▶ [THE REQUEST] Rewrite only the records from the line with "157, row 194." to the line with "column 542, row 340", swapping "decorative pillow" for "throw pillow" and leaving everything else unchanged.

▶ [SUPPLIED ENTRIES]
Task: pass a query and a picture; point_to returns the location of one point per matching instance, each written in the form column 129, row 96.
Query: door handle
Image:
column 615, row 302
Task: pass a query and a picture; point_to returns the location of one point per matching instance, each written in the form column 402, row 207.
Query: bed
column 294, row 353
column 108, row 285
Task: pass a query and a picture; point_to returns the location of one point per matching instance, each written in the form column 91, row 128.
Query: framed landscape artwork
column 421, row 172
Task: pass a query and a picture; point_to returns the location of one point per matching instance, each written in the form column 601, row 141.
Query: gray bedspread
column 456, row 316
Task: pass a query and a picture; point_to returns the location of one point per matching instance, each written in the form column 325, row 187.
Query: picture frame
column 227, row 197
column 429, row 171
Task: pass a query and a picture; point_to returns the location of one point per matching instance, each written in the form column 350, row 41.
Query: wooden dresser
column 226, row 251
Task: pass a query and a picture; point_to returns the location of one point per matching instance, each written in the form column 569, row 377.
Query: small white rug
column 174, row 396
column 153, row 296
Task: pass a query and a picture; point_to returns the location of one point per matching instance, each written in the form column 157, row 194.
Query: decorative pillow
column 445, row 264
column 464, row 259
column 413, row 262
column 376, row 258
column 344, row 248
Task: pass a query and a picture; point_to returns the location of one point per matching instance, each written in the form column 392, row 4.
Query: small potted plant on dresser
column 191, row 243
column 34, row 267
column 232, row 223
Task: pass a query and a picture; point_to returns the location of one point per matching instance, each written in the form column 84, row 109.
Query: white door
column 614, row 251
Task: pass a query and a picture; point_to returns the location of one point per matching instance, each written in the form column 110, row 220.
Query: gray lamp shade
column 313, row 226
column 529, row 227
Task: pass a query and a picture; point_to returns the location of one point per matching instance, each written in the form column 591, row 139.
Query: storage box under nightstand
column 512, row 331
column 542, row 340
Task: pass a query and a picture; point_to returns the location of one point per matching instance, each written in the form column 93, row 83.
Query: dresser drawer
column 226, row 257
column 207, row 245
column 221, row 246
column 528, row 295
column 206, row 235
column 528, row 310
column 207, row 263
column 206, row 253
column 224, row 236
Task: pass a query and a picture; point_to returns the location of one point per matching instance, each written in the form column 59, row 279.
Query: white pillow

▶ [RESULT OF THE EXERCISE]
Task: pass a query and a picture; point_to returns the location of one point per matching instance, each written in the form column 157, row 194.
Query: throw pillow
column 445, row 264
column 464, row 259
column 413, row 262
column 376, row 258
column 344, row 248
Task: pass a query and a picture; point_to returns the location of one point per matching instance, each written in the form column 392, row 4.
Query: small potted plant on dresser
column 191, row 243
column 34, row 267
column 232, row 223
Task: pass a query and a picture; point_to returns the location of one point per matching instance, each written in the form column 84, row 109.
Query: white door
column 614, row 251
Task: pass a query and a picture; point_to returns the location of one point per matching instance, each written in the form column 110, row 220.
Query: gray lamp shade
column 313, row 226
column 529, row 227
Task: pass a query and a picture; point_to returns the location of one point per matching instance, each written in the form column 591, row 139.
Query: storage box under nightstand
column 512, row 331
column 542, row 340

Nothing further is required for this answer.